* WHAT YOU ARE ASKED TO DO
Please reproduce every line of the listing below word for word, changing nothing.

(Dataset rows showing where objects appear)
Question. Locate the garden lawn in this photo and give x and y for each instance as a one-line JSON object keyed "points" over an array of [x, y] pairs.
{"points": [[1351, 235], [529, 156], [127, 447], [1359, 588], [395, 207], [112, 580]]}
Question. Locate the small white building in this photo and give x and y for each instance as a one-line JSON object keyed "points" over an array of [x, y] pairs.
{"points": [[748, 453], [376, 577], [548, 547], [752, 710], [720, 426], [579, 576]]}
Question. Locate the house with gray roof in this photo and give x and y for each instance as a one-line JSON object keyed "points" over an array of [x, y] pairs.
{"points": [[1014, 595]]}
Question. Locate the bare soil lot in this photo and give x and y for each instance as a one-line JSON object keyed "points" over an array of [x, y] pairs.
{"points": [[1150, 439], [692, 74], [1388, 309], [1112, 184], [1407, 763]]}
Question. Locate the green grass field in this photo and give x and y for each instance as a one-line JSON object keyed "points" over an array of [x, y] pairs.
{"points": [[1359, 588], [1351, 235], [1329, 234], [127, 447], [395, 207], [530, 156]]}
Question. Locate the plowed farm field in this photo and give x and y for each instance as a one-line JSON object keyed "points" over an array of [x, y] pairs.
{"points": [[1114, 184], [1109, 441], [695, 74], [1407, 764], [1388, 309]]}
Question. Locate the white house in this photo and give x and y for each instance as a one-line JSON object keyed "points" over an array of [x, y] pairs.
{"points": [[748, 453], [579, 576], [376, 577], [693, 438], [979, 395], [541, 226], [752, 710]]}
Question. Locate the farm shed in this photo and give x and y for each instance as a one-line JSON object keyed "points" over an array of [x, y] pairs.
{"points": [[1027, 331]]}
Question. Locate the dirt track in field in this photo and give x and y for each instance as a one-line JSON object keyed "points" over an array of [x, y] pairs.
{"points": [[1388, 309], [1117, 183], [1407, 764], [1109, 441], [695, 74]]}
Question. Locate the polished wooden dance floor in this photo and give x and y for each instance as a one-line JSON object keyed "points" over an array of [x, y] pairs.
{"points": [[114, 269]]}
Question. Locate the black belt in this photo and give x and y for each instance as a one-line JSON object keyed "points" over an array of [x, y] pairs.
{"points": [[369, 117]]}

* CORRECT ANSWER
Question. Locate the garden lawn in this photo and give x and y for each instance as a one-line JSON object keyed "points" over an array of [x, y] pairs.
{"points": [[1351, 235], [529, 156], [127, 447], [1359, 588], [395, 207], [112, 580]]}
Question. Locate the small white building in this photo and give x and y for each instance as a one-line JSON object keyed "points" over an array of [x, y] pairs.
{"points": [[748, 453], [376, 577], [548, 547], [752, 710], [720, 426], [579, 576]]}
Question. Locate the house with gray roof in this photo and give x and y for each instance as a one-line JSON object keyed "points" over an array of [x, y] pairs.
{"points": [[1014, 595]]}
Question. Locate the bare soil lot in this photo and give x and y for each instance as a one-line JSON object keyed "points" over an array of [x, y] pairs.
{"points": [[1150, 439], [692, 74], [1388, 309], [1112, 184], [1407, 763]]}
Question. Locate the green grass field in this photo and give x and y for each instance as a one-line JSON object keyed "points" over an array of [x, y] pairs.
{"points": [[1359, 588], [1351, 235], [1329, 234], [127, 447], [395, 207], [530, 156]]}
Question. Locate the plowed farm field in this photo and give x and y for each instance as a one-line JSON object keyed "points" over an array of [x, y] pairs.
{"points": [[1114, 184], [1109, 441], [695, 74], [1407, 764], [1388, 309]]}
Question. Locate the white house in this photo and give x and y for each instance as a one-line JSON object keyed "points" over an array of [x, y] pairs.
{"points": [[748, 453], [579, 576], [376, 577], [693, 438], [979, 395], [541, 226], [752, 710]]}
Question. Locate the farm shed in this photo and give x and y for each instance as a one-line JSON object keyed "points" over an array of [x, y] pairs.
{"points": [[1027, 331]]}
Question. Locate the dirt track in field in this photo and give x and y for each instance as a one-line JSON object keyed "points" over an array of [x, y] pairs.
{"points": [[1388, 309], [1117, 183], [1407, 764], [1109, 441], [695, 74]]}
Question. Locate the polished wooden dance floor in this photo and give x and y for each instance as a one-line JSON object keyed "points" over an array of [x, y] pairs.
{"points": [[114, 269]]}
Question. Locate the black belt in this photo and give x and y for each instance as a one-line JSON object keyed "points" over an array of [x, y] pairs.
{"points": [[369, 117]]}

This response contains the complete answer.